### What is needed
From the data below, restate every line word for word.

### Information given
•••••
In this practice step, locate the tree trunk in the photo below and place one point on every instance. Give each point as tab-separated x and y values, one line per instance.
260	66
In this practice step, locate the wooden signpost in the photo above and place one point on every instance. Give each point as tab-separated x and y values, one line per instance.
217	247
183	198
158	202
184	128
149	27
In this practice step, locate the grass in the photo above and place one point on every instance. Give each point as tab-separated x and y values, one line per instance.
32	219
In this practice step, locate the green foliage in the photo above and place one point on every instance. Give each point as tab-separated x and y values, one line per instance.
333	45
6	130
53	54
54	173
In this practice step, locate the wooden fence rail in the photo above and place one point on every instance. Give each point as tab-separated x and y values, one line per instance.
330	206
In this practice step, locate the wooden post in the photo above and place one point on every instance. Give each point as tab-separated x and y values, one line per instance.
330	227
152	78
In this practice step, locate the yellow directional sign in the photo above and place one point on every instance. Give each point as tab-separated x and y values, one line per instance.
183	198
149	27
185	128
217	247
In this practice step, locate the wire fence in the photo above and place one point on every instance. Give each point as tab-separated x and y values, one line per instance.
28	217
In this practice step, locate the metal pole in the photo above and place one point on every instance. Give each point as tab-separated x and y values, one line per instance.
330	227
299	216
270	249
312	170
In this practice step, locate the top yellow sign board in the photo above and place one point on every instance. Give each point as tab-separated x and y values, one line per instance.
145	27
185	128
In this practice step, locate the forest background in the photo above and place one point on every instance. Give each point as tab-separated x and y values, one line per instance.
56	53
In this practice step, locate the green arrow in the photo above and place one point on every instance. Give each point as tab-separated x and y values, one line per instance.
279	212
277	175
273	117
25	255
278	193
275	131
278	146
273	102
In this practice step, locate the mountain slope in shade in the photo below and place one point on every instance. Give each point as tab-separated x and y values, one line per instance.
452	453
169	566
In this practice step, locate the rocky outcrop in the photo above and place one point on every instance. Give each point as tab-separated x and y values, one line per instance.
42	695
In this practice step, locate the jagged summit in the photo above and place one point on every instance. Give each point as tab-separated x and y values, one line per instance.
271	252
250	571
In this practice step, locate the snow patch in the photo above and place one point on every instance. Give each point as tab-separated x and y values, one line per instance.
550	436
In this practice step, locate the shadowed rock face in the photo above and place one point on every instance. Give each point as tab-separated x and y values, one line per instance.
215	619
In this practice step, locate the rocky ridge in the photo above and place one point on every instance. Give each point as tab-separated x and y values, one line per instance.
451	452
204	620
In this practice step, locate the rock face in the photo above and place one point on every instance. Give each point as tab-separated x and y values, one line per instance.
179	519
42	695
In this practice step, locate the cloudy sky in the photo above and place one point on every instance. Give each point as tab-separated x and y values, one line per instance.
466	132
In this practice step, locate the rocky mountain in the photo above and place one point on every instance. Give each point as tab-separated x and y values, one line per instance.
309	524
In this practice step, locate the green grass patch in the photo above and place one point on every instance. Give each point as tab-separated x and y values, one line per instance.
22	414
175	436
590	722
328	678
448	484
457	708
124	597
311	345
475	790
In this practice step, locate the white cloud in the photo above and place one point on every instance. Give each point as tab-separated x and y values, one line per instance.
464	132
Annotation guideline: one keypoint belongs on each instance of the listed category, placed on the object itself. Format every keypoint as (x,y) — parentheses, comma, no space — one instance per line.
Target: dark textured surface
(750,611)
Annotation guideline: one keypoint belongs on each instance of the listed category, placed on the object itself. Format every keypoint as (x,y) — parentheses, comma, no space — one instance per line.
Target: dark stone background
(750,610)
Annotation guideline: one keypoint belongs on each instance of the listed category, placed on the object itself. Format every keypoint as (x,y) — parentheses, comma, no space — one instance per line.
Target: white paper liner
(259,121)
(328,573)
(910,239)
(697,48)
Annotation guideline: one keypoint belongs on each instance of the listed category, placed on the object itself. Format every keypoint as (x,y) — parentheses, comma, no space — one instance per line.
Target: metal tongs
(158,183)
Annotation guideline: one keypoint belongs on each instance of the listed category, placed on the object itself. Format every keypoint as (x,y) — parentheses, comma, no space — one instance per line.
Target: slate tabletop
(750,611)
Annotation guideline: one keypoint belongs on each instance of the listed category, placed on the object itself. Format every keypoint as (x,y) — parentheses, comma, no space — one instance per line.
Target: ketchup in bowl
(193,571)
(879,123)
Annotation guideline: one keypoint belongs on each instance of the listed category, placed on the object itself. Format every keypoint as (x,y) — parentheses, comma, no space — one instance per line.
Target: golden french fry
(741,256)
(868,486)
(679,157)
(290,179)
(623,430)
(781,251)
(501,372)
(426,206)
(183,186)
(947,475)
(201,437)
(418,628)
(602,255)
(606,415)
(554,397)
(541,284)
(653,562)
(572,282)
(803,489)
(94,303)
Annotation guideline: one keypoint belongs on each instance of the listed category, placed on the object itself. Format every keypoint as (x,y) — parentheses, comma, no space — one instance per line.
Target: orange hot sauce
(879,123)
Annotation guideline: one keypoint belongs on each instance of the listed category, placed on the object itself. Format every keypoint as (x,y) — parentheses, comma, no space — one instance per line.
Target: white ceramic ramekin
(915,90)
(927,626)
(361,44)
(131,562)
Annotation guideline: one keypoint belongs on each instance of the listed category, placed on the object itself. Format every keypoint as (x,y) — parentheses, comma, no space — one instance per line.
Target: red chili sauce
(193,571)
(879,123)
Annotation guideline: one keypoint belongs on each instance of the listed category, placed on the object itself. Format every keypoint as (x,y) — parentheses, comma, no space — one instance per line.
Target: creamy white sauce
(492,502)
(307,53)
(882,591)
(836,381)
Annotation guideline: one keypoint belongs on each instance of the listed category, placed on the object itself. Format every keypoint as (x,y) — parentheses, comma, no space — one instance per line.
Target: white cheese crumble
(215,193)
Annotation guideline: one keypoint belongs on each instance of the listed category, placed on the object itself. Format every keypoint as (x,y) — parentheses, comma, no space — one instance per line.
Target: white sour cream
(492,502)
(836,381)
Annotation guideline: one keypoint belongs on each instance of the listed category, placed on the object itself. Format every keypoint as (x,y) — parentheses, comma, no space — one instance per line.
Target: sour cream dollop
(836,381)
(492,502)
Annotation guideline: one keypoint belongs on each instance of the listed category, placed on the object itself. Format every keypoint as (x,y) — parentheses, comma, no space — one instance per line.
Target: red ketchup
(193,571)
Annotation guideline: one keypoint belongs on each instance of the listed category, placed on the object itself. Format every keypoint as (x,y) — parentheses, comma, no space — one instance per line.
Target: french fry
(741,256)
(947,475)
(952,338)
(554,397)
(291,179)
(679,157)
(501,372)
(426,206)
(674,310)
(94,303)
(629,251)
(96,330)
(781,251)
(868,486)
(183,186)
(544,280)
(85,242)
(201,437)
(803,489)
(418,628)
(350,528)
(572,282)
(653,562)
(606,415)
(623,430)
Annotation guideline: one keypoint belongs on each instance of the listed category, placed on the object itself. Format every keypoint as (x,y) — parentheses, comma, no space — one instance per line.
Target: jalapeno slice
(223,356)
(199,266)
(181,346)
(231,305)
•••••
### Answer section
In this practice step, locate the tree trunk in the photo below and place one point on every instance. Give each point as tab-separated x and y values, one line per instance.
260	66
In this practice step, locate the wooden signpost in the photo above and place one point on every instance. Give each point as tab-separated x and y values, one line per instance.
217	247
183	198
158	202
184	128
149	27
In this practice step, locate the grass in the photo above and place one point on every instance. Give each point as tab-separated x and y values, one line per instance.
32	219
In this practice step, locate the green foliage in the photo above and place one point on every instance. Give each point as tab-separated x and y values, one line per instance.
333	45
6	130
53	54
54	173
In this practice step, locate the wooden fence rail in the photo above and place one point on every instance. Give each point as tab-separated x and y values, one line per instance.
330	206
In this practice step, locate the wooden post in the photo above and place one point on every instance. Give each point as tab-separated x and y values, one line per instance.
330	227
152	78
In this practice step, locate the yellow directional sign in the photo above and place one point on every instance. Give each point as tab-separated x and y values, one line per instance.
183	198
149	27
185	128
217	247
In this practice step, locate the wire fence in the photo above and place one point on every instance. Give each point as tab-separated x and y values, one line per instance.
28	217
In this practice step, locate the metal pole in the photo above and place one point on every instance. Give each point as tab-separated x and y values, one line per instance.
330	227
299	216
270	249
312	170
In this practice step, locate the top yellow sign board in the photo above and place one point on every instance. Give each point as tab-separated x and y values, one line per instance.
145	27
185	128
In this practice step, locate the forest background in the photo above and place one point on every instance. Give each point as tab-separated x and y values, one line per instance.
56	53
In this practice step, locate the green arrow in the photo above and place one point on every instance. Give each point as tab-separated x and y values, one line per instance.
279	212
277	175
273	117
25	255
278	193
275	131
278	146
273	102
In this practice step, locate the mountain slope in shade in the photo below and place one point on every instance. Give each point as tab-separated x and y values, one line per instance.
452	453
169	566
In this practice step, locate the rocky outcrop in the photo above and place one point on every instance. Give each point as tab-separated x and y values, one line per instance.
42	695
In this practice step, locate the jagged summit in the photo above and place one point on every instance. Give each point as tab-separated x and y values, one line per instance.
271	252
250	571
In this practice step, locate the snow patch in the photo above and place one point on every instance. Give each point as tab-separated x and y values, one line per instance.
550	436
In this practice step, locate the shadowed rock face in the photo above and place one point on every instance. Give each point as tab-separated x and y values, one line per instance.
215	619
In this practice step, locate the rocky ridge in the photo above and place one point on every instance. Give each point as tab-separated x and y values, one line per instance.
451	452
204	620
In this practice step, locate the rock face in the photo above and place one point on every instance. Give each point as tab-separated x and y values, one line per instance.
179	519
42	695
In this practice step, locate the cloudy sky in the photo above and place one point on every instance. Give each point as tab-separated x and y values, one line per instance.
466	132
In this practice step, locate the rocky mountain in the photo above and place one point on every instance. Give each point as tab-separated x and y values, one line per instance.
309	524
In this practice step, locate the green grass patch in the photo above and place one point on every instance. Give each point as tab-separated x and y values, one line per instance.
22	414
175	436
590	722
328	678
448	484
457	708
124	597
311	345
475	790
In this practice step, locate the white cloud in the photo above and place one point on every instance. Give each point as tab-separated x and y values, one line per instance.
464	132
Annotation guideline: one keypoint belongs on each instance of the listed category, placed on the object itself. Format every keypoint as (x,y) — parentheses, comma, no space — one instance per line.
Target: dark textured surface
(750,611)
Annotation guideline: one keypoint belongs on each instance of the listed category, placed on the object itself. Format every keypoint as (x,y) — parentheses, comma, no space — one instance per line.
Target: dark stone background
(750,610)
Annotation guideline: one keypoint belongs on each instance of the listed category, placed on the object itself. Format every keypoint as (x,y) — parentheses, comma, no space — one instance per line.
Target: white paper liner
(259,121)
(328,573)
(910,239)
(697,48)
Annotation guideline: one keypoint belongs on each instance of the listed category, placed on the object itself. Format every keypoint as (x,y) — parentheses, comma, no space — one instance per line.
Target: metal tongs
(158,183)
Annotation guideline: one keypoint belongs on each instance of the listed category, placed on the object itself. Format every keypoint as (x,y) — parentheses, comma, no space — one instance per line.
Target: slate tabletop
(750,611)
Annotation guideline: one keypoint belongs on each instance of the listed category, placed on the object itself. Format every keypoint as (x,y) — parentheses, comma, no space — one instance per line.
Target: ketchup in bowl
(193,571)
(879,123)
Annotation guideline: one keypoint belongs on each instance of the listed category, placed on the object itself. Format every keypoint as (x,y) — parentheses, comma, no space — one instance per line.
Target: golden french fry
(741,256)
(868,486)
(679,157)
(290,179)
(623,430)
(781,251)
(501,372)
(426,206)
(183,186)
(947,475)
(201,437)
(418,628)
(602,255)
(606,415)
(554,397)
(541,284)
(653,562)
(572,282)
(803,489)
(94,303)
Annotation guideline: one keypoint belongs on each instance of the listed category, placed on the object itself. Format every keypoint as (x,y) — parentheses, comma, no space — one instance per line.
Target: orange hot sauce
(879,123)
Annotation guideline: one keypoint belongs on each instance of the listed category, placed on the object itself. Format every keypoint as (x,y) — parentheses, comma, no space — one instance per line.
Target: white ceramic ramekin
(915,90)
(927,626)
(361,44)
(131,562)
Annotation guideline: one keypoint belongs on each instance of the listed category, placed on the object itself. Format every keypoint as (x,y) — parentheses, comma, no space — one instance per line.
Target: red chili sauce
(193,571)
(879,123)
Annotation guideline: one keypoint belongs on each instance of the listed category, placed on the object itself. Format every keypoint as (x,y) — parentheses, comma, no space — one instance per line.
Target: creamy white sauce
(492,502)
(307,53)
(882,591)
(836,381)
Annotation guideline: one keypoint belongs on each instance of the listed category, placed on the object itself. Format every keypoint as (x,y) — parentheses, comma, no space — one instance per line.
Target: white cheese crumble
(215,193)
Annotation guideline: one keypoint belongs on each instance of the listed category, placed on the object itself. Format every keypoint as (x,y) — parentheses, comma, no space — one instance per line.
Target: white sour cream
(492,502)
(836,381)
Annotation guideline: one keypoint belongs on each instance of the listed category, placed on the object itself. Format every keypoint as (x,y) — parentheses, comma, no space — one instance per line.
Target: sour cream dollop
(836,381)
(492,502)
Annotation guideline: one keypoint belongs on each instance of the listed category, placed on the object itself. Format every keypoint as (x,y) — parentheses, comma, no space — one instance per line.
Target: red ketchup
(193,571)
Annotation guideline: one keypoint belongs on each instance of the listed category, placed on the object itself. Format every keypoint as (x,y) — parentheses, comma, no space — one instance per line.
Target: french fry
(741,256)
(947,475)
(952,338)
(554,397)
(291,179)
(679,157)
(501,372)
(426,206)
(674,310)
(94,303)
(629,251)
(96,330)
(781,251)
(868,486)
(183,186)
(544,280)
(85,242)
(201,437)
(803,489)
(418,628)
(350,528)
(572,282)
(653,562)
(606,415)
(623,430)
Annotation guideline: one keypoint belongs on each instance of the listed category, placed on the object itself. Format every keypoint as (x,y) — parentheses, comma, no space — one instance per line.
Target: jalapeno slice
(223,356)
(199,266)
(181,346)
(231,305)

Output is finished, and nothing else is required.